#### [Your instructions]
Locate each line in the entries below that contains the string "jacket", and copy those lines out. Case counts.

Source data
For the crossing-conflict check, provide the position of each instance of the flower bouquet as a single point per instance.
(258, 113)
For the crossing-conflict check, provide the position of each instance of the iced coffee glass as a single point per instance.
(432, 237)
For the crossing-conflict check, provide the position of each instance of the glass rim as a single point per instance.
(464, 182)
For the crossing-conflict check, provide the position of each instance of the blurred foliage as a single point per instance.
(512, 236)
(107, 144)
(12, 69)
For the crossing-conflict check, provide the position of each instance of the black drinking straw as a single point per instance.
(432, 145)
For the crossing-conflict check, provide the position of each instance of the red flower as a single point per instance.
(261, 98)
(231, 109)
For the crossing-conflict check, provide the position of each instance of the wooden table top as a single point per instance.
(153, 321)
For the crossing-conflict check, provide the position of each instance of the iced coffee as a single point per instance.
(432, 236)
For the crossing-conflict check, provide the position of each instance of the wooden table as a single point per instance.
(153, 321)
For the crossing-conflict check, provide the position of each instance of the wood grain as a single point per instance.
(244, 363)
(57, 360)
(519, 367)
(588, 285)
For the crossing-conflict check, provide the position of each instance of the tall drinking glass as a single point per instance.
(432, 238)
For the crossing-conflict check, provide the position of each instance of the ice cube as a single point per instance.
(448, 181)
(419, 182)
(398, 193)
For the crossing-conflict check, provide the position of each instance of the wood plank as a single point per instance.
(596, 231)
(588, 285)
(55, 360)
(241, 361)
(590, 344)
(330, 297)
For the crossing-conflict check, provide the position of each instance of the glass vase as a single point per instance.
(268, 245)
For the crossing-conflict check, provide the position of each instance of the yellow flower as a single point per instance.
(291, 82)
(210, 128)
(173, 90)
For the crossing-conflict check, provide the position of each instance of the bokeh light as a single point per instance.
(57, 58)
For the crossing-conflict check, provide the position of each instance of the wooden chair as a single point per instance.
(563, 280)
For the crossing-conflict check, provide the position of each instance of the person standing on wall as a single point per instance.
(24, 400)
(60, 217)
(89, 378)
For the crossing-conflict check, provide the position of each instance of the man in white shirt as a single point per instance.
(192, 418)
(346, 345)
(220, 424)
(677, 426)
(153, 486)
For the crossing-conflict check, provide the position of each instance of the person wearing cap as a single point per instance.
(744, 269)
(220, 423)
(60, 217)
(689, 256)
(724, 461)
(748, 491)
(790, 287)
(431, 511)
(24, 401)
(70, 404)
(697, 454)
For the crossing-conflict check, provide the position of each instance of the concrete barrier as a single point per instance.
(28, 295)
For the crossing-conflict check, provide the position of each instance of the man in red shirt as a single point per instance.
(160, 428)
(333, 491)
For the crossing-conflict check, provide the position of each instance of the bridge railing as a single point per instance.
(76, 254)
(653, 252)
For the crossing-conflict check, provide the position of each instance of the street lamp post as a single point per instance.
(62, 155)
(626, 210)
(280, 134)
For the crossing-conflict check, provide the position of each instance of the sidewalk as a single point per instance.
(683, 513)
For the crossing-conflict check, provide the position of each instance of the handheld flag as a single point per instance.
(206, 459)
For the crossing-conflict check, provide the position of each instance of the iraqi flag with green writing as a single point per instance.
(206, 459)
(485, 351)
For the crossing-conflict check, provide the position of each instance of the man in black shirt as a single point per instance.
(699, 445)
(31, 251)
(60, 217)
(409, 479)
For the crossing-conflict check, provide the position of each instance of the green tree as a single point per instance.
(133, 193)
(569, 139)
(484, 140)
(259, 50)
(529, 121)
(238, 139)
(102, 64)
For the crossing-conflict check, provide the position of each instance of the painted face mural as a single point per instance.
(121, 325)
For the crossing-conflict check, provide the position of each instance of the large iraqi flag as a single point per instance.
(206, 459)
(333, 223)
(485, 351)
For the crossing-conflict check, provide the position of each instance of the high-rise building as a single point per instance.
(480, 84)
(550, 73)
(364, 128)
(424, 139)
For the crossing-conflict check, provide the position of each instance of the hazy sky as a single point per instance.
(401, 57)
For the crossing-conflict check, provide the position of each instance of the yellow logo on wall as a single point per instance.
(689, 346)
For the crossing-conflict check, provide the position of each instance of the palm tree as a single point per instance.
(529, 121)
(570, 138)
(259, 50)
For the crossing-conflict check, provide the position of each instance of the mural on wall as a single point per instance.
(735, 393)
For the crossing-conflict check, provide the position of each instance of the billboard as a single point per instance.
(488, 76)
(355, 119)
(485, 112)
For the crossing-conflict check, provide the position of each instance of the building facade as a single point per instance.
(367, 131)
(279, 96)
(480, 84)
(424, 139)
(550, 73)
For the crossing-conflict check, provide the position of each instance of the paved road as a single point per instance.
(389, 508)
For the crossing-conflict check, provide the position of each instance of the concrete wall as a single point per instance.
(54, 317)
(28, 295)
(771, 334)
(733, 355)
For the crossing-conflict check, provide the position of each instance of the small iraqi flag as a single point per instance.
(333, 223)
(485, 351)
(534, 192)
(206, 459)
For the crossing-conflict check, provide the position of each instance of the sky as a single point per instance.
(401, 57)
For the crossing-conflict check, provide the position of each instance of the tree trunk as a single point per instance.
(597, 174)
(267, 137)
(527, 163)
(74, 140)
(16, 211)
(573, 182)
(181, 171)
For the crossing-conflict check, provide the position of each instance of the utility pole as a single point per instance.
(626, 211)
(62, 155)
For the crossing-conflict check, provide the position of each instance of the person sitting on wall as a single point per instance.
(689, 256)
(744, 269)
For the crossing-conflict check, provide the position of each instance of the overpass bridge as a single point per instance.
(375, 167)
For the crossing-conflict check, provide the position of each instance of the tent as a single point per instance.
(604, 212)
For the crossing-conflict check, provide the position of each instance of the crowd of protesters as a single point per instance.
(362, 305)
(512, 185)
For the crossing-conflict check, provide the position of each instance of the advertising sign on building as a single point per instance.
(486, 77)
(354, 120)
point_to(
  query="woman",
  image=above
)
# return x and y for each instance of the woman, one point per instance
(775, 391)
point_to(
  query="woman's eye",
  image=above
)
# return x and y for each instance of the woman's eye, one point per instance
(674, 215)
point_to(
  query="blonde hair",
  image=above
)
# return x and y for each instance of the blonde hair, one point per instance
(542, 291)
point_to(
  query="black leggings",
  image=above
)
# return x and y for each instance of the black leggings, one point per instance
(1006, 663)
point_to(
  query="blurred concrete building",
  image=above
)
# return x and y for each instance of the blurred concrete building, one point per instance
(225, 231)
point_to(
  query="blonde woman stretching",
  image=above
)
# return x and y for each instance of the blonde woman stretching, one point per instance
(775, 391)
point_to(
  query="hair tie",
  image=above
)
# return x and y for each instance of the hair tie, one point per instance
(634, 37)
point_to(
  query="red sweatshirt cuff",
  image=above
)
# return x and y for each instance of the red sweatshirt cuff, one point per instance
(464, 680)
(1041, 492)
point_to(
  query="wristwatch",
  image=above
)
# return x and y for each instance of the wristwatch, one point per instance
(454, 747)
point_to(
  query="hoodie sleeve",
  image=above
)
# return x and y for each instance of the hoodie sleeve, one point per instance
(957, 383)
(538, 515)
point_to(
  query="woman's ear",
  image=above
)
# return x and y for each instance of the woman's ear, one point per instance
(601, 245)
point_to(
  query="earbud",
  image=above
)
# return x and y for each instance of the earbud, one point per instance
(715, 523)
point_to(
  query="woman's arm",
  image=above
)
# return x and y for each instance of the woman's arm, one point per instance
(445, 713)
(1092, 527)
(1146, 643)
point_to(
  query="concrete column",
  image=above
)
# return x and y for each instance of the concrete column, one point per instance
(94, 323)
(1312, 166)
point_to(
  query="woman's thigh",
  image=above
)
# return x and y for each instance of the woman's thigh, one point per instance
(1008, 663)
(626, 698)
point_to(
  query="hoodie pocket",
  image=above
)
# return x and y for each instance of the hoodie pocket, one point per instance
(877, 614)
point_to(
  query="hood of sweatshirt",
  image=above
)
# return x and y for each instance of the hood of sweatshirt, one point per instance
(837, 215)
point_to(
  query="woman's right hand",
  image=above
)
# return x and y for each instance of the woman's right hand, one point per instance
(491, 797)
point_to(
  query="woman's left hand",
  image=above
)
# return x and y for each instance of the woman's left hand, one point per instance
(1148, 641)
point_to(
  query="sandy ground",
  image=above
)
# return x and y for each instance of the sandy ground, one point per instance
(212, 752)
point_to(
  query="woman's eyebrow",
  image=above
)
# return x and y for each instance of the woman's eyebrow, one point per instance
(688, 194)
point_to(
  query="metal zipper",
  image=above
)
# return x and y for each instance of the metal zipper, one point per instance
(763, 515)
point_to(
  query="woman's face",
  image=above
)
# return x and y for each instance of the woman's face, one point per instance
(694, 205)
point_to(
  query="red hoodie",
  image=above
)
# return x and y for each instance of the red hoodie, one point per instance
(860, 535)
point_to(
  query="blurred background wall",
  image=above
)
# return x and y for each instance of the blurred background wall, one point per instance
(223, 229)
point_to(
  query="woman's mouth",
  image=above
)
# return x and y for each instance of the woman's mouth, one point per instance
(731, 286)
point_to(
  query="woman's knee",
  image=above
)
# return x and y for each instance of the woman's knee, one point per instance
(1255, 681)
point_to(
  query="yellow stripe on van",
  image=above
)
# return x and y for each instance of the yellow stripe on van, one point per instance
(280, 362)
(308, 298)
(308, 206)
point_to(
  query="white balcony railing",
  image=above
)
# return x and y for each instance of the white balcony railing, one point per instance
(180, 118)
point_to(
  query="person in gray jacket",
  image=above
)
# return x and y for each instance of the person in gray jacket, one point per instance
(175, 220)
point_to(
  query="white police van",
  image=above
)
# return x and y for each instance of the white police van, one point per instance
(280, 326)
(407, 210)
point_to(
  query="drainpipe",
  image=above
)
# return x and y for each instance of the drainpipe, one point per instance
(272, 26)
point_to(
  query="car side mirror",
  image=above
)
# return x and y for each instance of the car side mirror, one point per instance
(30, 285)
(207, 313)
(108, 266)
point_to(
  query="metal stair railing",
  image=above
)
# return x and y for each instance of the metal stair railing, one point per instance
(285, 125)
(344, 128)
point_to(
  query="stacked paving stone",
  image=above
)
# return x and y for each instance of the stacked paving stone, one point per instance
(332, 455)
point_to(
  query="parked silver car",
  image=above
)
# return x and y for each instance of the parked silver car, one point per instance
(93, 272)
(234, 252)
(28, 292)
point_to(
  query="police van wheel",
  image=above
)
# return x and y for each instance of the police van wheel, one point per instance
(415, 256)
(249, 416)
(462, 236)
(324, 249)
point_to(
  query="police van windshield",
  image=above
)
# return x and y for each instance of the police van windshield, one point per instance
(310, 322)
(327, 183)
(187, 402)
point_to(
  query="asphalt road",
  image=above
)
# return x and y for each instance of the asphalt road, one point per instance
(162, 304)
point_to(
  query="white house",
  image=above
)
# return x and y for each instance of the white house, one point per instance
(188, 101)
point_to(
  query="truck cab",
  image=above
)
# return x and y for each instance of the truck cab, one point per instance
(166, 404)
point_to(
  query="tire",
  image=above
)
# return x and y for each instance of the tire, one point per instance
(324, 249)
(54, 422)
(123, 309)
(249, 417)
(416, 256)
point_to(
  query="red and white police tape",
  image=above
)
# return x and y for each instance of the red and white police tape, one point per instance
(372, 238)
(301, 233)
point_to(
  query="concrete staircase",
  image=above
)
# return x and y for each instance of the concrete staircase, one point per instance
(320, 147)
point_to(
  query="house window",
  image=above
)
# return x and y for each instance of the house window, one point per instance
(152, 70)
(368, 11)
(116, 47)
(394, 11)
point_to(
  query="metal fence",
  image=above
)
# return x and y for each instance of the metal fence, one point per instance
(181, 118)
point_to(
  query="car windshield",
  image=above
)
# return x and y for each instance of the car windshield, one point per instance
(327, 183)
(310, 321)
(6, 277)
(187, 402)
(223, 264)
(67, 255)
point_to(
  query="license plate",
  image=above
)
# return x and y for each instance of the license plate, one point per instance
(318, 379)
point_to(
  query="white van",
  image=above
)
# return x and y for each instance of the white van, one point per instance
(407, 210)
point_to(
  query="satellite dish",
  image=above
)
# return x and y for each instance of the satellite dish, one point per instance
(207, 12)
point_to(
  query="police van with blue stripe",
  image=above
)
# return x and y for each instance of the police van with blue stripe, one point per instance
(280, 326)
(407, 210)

#### [In response]
  query="person in gray jacket",
# return x and y for each instance of the person in gray jacket, one point per instance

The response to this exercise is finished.